## begin

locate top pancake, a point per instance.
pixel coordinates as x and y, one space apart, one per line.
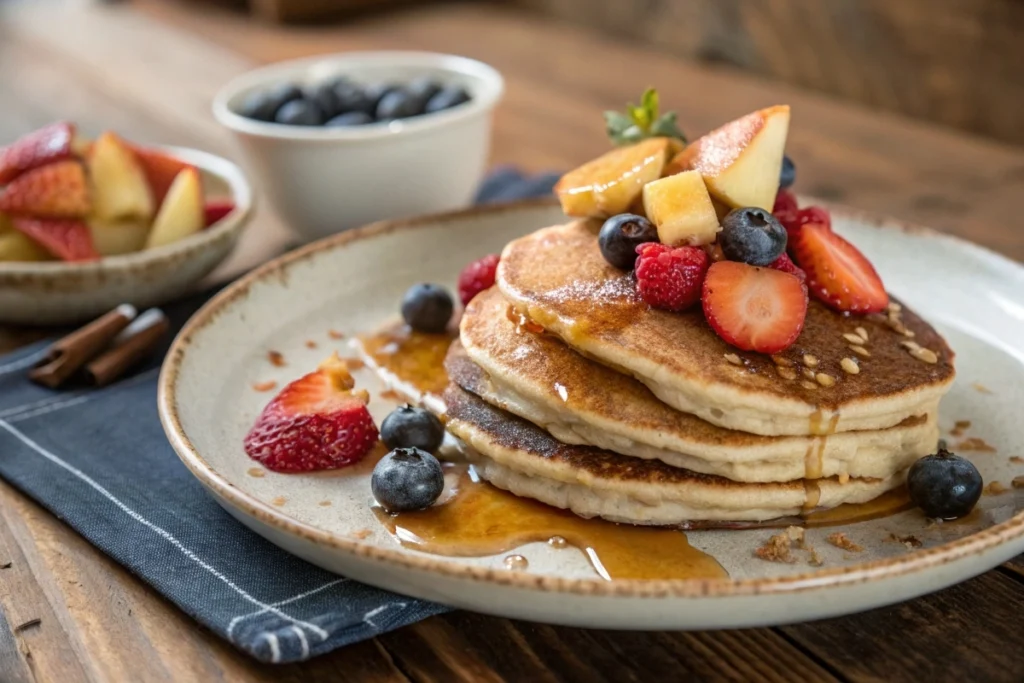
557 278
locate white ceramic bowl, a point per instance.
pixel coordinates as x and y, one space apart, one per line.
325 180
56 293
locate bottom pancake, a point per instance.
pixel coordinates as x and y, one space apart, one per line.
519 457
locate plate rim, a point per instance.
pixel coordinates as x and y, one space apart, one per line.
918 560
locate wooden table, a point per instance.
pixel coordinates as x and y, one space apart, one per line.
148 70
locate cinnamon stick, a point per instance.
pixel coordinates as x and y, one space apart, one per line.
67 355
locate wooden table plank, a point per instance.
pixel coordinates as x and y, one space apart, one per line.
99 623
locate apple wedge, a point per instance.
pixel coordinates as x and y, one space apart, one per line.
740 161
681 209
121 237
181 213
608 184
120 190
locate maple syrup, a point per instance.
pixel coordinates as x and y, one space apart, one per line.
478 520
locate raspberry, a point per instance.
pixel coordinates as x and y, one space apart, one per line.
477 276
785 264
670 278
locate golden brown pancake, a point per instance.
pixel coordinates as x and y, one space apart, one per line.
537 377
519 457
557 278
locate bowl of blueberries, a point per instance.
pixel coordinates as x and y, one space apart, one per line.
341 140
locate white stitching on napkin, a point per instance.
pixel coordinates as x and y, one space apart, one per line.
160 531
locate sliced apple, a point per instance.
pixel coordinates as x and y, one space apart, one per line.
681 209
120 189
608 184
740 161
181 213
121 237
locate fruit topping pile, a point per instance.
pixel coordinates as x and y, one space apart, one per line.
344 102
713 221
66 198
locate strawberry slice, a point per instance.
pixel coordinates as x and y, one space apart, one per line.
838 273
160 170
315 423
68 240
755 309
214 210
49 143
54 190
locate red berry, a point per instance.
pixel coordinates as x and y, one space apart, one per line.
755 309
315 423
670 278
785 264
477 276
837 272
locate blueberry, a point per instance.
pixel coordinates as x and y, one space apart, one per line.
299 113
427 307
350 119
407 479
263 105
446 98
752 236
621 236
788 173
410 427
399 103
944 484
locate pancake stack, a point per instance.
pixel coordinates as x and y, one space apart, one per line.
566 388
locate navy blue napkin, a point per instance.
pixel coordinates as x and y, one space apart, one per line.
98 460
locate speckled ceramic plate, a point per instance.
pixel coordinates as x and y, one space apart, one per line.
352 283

## end

## Your objective
Output the data exactly. Pictures don't belong in the result.

## Final answer
locate top pancake, a point per instance.
pixel coordinates as x and y, one space apart, one per line.
557 278
locate white ceramic bowl, a point per instance.
pixel coordinates as x and y, one space apart, one per line.
325 180
56 293
locate bottom pancake, a point per instance.
pixel coordinates as x and y, one space apart, one per line.
519 457
locate plate rim, a point per instance.
pixel coordinates as x and y, one space apart, one per line.
918 560
locate wooden table, a point per instance.
pixel coordinates as x and y, one space apart, one per line.
148 70
locate cinnamon stick, a point per instance.
pixel coordinates as x and y, one space apart, one per line.
67 355
locate wooden table plank, a point per instance.
pixel coordinates as x and y, one space apart, one per line.
99 623
locate apple wedge, a point per instance.
pixel coordinates as x and y, one space apart, one per line.
740 161
681 209
121 237
181 213
608 184
120 190
locate maple syrup, a point per instance.
pixel coordinates as x and y, one space apart, one per line.
478 520
locate raspberry, a point per instance.
pixel coordinates as x and y, one space apart, one per line.
477 276
785 264
670 278
locate golden brown pancake, a point per instance.
pixel coordinates as x and y, one space apart, one per line.
537 377
519 457
557 278
locate bowl of blueberries, a point per instance.
pixel coordinates as x and y, one space apart, one per line.
341 140
locate white stitching on napkin, a point per instance.
pixel coordinates as x and y, one space apart, one per line.
160 531
locate sliced apple, a point per instance.
pixel coordinates as x and y, one space apart, one per line.
681 209
120 189
608 184
740 161
181 213
121 237
locate fruit topping pile, a point per instance.
pixel coordinates as x and y, one space apart, one per line.
344 102
713 221
66 198
locate strawberry slice, a point per instance.
pixel coordinates as x and y, one space apart, one per line.
838 273
160 170
315 423
68 240
755 309
214 210
49 143
54 190
locate red berry, a point per instance.
pixel coordinates as x and y, one space apart, one per line.
755 309
315 423
670 278
785 264
477 276
837 272
locate blueberry, a point per instance.
pixel coordinates as x and y, one space apart, one per line.
299 113
427 307
350 119
407 479
263 105
446 98
752 236
621 236
788 173
410 427
399 103
944 484
locate pancake stack, a point per instance.
pixel coordinates as x and y, one space apart, one per line.
566 388
locate navy blue napkin, a point per instance.
pixel coordinates as x and y, one space apart, one per line.
98 460
locate speckled ceramic plate, a point per instance.
pixel coordinates as x and y, one space apart, one per line.
352 283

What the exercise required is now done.